## Directive
Copy out all of the data below with no alterations.

## Given entries
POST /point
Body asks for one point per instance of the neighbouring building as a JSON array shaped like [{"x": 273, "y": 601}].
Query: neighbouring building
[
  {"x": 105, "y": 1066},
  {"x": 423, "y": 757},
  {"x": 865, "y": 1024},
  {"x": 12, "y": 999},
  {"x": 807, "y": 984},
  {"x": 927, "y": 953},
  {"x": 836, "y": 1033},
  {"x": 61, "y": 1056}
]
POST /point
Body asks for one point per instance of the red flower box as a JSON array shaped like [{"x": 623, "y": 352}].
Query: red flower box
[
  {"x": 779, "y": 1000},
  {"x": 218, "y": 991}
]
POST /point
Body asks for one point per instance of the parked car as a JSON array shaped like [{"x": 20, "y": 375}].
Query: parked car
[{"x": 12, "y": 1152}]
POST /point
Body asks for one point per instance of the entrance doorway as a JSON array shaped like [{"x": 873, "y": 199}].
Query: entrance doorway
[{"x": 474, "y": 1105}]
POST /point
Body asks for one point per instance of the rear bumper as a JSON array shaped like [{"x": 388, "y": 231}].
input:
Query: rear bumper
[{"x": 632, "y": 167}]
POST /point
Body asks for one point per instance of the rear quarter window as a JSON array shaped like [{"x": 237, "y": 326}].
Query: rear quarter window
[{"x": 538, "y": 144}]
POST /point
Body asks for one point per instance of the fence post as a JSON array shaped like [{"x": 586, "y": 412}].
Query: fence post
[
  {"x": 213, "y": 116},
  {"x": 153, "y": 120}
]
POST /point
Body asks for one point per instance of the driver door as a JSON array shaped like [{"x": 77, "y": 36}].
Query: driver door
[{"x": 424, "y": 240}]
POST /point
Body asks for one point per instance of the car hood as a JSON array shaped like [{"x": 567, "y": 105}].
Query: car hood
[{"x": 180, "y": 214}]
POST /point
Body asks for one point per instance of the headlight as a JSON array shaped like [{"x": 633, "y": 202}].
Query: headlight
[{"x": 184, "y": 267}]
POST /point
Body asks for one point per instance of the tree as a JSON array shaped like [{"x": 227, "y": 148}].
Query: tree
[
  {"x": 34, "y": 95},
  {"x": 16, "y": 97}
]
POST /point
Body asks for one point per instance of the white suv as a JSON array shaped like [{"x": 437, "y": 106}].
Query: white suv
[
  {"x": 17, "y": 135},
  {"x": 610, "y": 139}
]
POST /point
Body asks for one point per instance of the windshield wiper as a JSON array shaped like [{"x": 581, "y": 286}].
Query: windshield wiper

## Worked answer
POST /point
Body asks for one point per instance of the neighbouring building as a JSON array shaped like [{"x": 273, "y": 601}].
Query: neighbouring building
[
  {"x": 105, "y": 1066},
  {"x": 423, "y": 757},
  {"x": 865, "y": 1024},
  {"x": 12, "y": 999},
  {"x": 807, "y": 984},
  {"x": 927, "y": 953},
  {"x": 836, "y": 1033},
  {"x": 61, "y": 1056}
]
POST /point
Body asks for one point per instance of the red flower box as a JSON array shaped like [{"x": 623, "y": 352}].
Query: red flower box
[
  {"x": 779, "y": 1000},
  {"x": 218, "y": 991}
]
POST /point
Body asks for one point per instance of the parked car as a JSON array shaped like [{"x": 20, "y": 375}].
Query: parked car
[{"x": 12, "y": 1152}]
POST /point
Body asks for one point per instance of the entrance doorway as a JSON array shaped like [{"x": 873, "y": 199}].
Query: entrance doorway
[{"x": 474, "y": 1105}]
POST /point
Body asks for one point per instance of the rear bumper as a JSON array shaped like [{"x": 388, "y": 231}].
input:
Query: rear bumper
[{"x": 632, "y": 167}]
POST /point
Body asks for one point per instance of the rear quarter window as a JSON array shaped like [{"x": 237, "y": 326}].
Query: rear quarter window
[{"x": 538, "y": 144}]
POST /point
Body asks for one point per instance of the fence post as a JSON array shaped like [{"x": 586, "y": 412}].
Query: fence post
[
  {"x": 213, "y": 116},
  {"x": 153, "y": 120}
]
POST /point
Body asks for one point per instance of the driver door as a JSON array shaped like [{"x": 77, "y": 36}].
Query: driver door
[{"x": 424, "y": 240}]
POST /point
Body asks for one point per instance of the car hood as a JSON array shaped like [{"x": 567, "y": 105}].
Query: car hood
[{"x": 180, "y": 214}]
POST /point
Body asks for one point per instance of the headlight as a JSON array shaped like [{"x": 633, "y": 202}].
Query: headlight
[{"x": 184, "y": 267}]
POST /point
Body asks for one point per instance of the tree as a JSON array shaped like [{"x": 227, "y": 148}].
Query: tree
[
  {"x": 34, "y": 95},
  {"x": 16, "y": 97}
]
POST /point
Body asks for one point per instance of the white suv as a JSON array shaped like [{"x": 437, "y": 106}].
Query: white suv
[
  {"x": 17, "y": 135},
  {"x": 610, "y": 139}
]
POST /point
Body asks for one point per instance of the windshield wiper as a JSON array shaped like [{"x": 581, "y": 286}].
Query: windshield wiper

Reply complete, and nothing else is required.